■ **Exercise**
Would you transcribe each entry exactly as it stands, omitting the pictures?

■ **Extracted information**
⁂
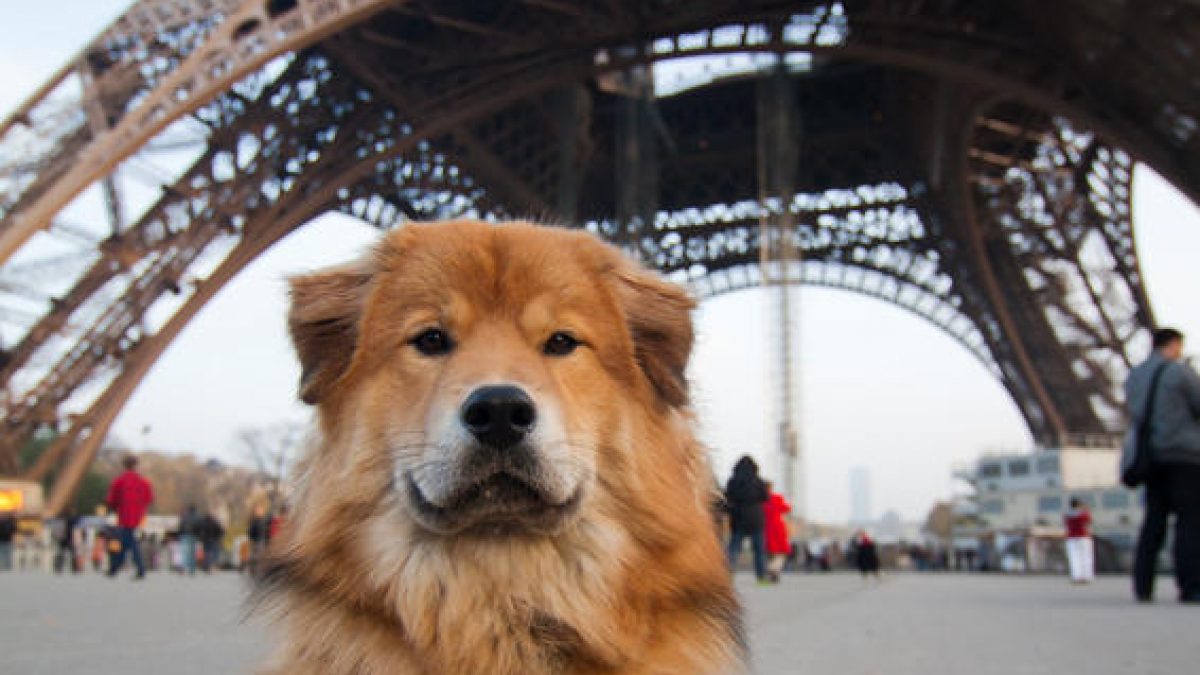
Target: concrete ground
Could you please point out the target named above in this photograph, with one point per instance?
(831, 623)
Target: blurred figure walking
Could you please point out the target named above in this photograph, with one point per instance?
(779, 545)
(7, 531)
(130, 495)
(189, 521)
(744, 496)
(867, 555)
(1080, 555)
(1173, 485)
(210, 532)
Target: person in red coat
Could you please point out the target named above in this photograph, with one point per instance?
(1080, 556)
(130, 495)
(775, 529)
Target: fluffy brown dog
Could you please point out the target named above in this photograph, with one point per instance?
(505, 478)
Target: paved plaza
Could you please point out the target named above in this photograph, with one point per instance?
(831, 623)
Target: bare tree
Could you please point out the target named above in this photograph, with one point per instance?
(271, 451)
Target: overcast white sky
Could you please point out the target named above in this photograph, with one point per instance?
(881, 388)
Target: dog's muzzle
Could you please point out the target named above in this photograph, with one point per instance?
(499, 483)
⁂
■ **Exercise response**
Target: concrete ground
Could you please point out the target named above in this photograph, with one point per instance?
(831, 623)
Target: blurred figure walking
Could you please point out the target named above in this photograph, with one point per instance?
(779, 545)
(7, 531)
(130, 495)
(189, 521)
(744, 496)
(867, 555)
(1080, 555)
(1173, 485)
(210, 532)
Target: person in red coat
Could you please point out the target named above in this photograph, with one point per instance?
(1080, 556)
(130, 495)
(775, 529)
Target: fluffy brown dog
Could you please point out the target named above in this photograph, with one point per instance?
(505, 478)
Target: paved plaza
Could you please point out the target named above in this photograph, with one point per instance?
(831, 623)
Target: bare tree
Could you please point out the target named above in this photograph, with one point per instance?
(271, 451)
Target: overcast white sky
Could you please point out the target named above in this photograph, with one point per instance?
(881, 388)
Target: dog's muzzle
Could you please point out the target named above in this photograph, with one point per instance?
(499, 483)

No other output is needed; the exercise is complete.